▶ _EXTRACTED MATERIAL_:
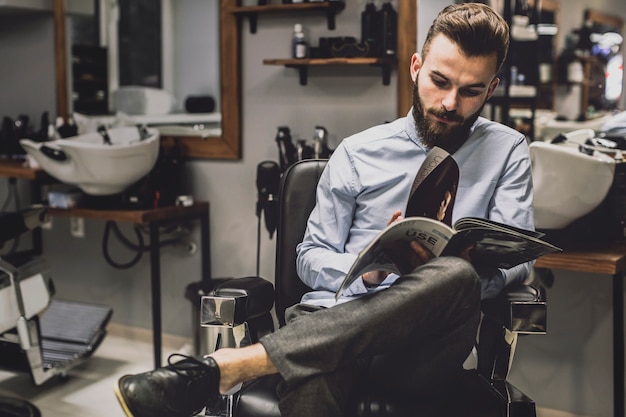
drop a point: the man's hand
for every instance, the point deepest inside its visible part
(374, 278)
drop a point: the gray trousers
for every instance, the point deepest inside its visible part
(419, 331)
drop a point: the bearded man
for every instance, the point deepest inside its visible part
(422, 325)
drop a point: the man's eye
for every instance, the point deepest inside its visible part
(471, 93)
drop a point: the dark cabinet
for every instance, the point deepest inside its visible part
(89, 79)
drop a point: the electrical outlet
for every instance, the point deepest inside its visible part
(47, 224)
(77, 226)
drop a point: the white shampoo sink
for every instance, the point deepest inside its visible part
(568, 184)
(98, 167)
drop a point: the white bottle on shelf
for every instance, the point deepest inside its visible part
(299, 46)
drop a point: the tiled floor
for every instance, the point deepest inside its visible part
(88, 390)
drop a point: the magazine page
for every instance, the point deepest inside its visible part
(390, 250)
(473, 222)
(434, 188)
(498, 247)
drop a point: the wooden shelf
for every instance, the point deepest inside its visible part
(141, 216)
(18, 169)
(302, 64)
(331, 8)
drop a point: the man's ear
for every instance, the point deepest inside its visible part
(416, 64)
(492, 87)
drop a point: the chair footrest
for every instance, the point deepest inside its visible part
(520, 309)
(236, 301)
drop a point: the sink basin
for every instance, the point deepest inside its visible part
(96, 167)
(568, 184)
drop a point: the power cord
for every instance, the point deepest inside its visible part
(140, 247)
(13, 195)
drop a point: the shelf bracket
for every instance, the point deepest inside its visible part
(302, 71)
(386, 73)
(252, 19)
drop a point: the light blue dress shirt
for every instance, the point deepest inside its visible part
(369, 176)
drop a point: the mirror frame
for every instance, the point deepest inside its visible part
(228, 146)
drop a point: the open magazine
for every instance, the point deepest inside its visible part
(427, 221)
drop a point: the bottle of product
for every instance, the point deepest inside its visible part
(388, 30)
(369, 30)
(299, 46)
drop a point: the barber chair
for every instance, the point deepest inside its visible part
(38, 334)
(237, 312)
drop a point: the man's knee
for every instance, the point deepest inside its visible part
(454, 273)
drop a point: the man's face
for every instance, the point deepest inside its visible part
(449, 93)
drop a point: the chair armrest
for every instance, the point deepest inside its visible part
(520, 308)
(235, 301)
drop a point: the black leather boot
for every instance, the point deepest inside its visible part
(180, 389)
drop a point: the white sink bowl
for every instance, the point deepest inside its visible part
(568, 184)
(95, 167)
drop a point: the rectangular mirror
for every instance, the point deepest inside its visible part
(224, 146)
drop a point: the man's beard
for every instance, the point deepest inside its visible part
(445, 136)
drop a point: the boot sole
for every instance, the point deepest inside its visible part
(120, 398)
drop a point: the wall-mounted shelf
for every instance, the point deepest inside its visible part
(331, 8)
(302, 65)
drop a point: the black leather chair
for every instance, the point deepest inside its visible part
(478, 392)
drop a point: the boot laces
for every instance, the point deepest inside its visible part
(178, 366)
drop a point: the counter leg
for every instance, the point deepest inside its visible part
(155, 283)
(205, 248)
(618, 345)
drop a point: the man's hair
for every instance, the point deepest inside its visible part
(476, 28)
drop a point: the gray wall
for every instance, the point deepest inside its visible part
(568, 369)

▶ _EXERCISE TASK_:
Copy out all of the entries above word for word, leaving out the pictures.

▶ _OUTPUT FOR THIS TASK_:
drop a point: the man's hand
for every instance, the point deepest inside its visible part
(374, 278)
drop a point: the gray trousers
for every instance, the point deepest inside its visible part
(419, 331)
drop a point: the bearded man
for every instance, the point deepest inside its visible part
(422, 325)
drop a point: the man's eye
for every instance, the point deepest inside its visible part
(471, 93)
drop a point: the dark cabinet
for every instance, the point deepest inside its visible part
(89, 79)
drop a point: the electrical outlet
for every instance, the point deepest inside its visible part
(47, 224)
(77, 226)
drop a point: the white shampoo sink
for every instance, the point deepest inside its visible part
(568, 184)
(98, 167)
drop a point: the white bottle on shelf
for every instance, the point deepest inside its visible part
(299, 46)
drop a point: the tiled floor
for every instance, the point deepest inside its visible part
(88, 390)
drop a point: the magazine page
for every instance, the point deepest inside its visible part
(390, 250)
(473, 222)
(434, 188)
(498, 247)
drop a point: the wooden shelf
for every instance, the point deepest inside its visible part
(141, 216)
(18, 169)
(302, 64)
(331, 8)
drop a point: the man's ear
for every instance, the point deepest inside its visible part
(416, 64)
(492, 87)
drop a point: the chair footrest
for every instance, the point deepest inside its visible part
(520, 309)
(236, 301)
drop a point: the sink basin
for every instance, the point deepest inside its visible part
(96, 167)
(568, 184)
drop a point: the power cord
for every instance, the point deepest inside its visible part
(140, 247)
(13, 195)
drop a point: the shelf bracket
for every instance, the point deepest inside its visible part
(302, 71)
(386, 73)
(252, 19)
drop a point: the light blue dress shirt
for every instance, the point deepest inside its visible part
(369, 176)
drop a point: the mirror frame
for every instance, the point deepest inside its visible part
(228, 146)
drop a point: the open magazine
for every instance, the point deepest inside its visible part
(427, 221)
drop a point: the bottle of product
for every instance, the point deepest inside its visible part
(388, 30)
(369, 30)
(299, 46)
drop a point: the barber chair
for every instance, the point deepest inside its visible part
(38, 334)
(237, 312)
drop a point: the man's knee
for every instance, the point deepest inside its visible part
(454, 273)
drop a point: the man's face
for every instance, the point deepest inside its visible part
(449, 93)
drop a point: the chair armrest
for every instance, the point deepest inside its visible part
(520, 308)
(235, 301)
drop a point: the black leather boot
for every instance, the point deepest inside its visible part
(180, 389)
drop a point: the white sink bowl
for every instance, the point deepest inside its visible part
(568, 184)
(95, 167)
drop a point: the rectangular mirror
for every instance, the point deepest inside its visible part
(224, 146)
drop a point: the man's beard
for every instance, the point deepest inside its visible part
(445, 136)
drop a point: the boot sole
for every instance, the point deepest inside its visible part
(120, 398)
drop a point: the wall-mounted shelf
for every instance, the point deepest inside its visible part
(331, 8)
(302, 65)
drop a point: the black leather chair
for every instance, the point deepest inside its visible part
(478, 392)
drop a point: the boot laces
for every instance, the point deepest inside its visible part
(178, 366)
drop a point: the counter leg
for every instance, the point deepest inside its visible part
(155, 283)
(205, 248)
(618, 345)
drop a point: the man's hair
for every instance, the point deepest inside its visible part
(476, 28)
drop a point: the gray wall
for every instance, the point deepest inside its visible part
(568, 369)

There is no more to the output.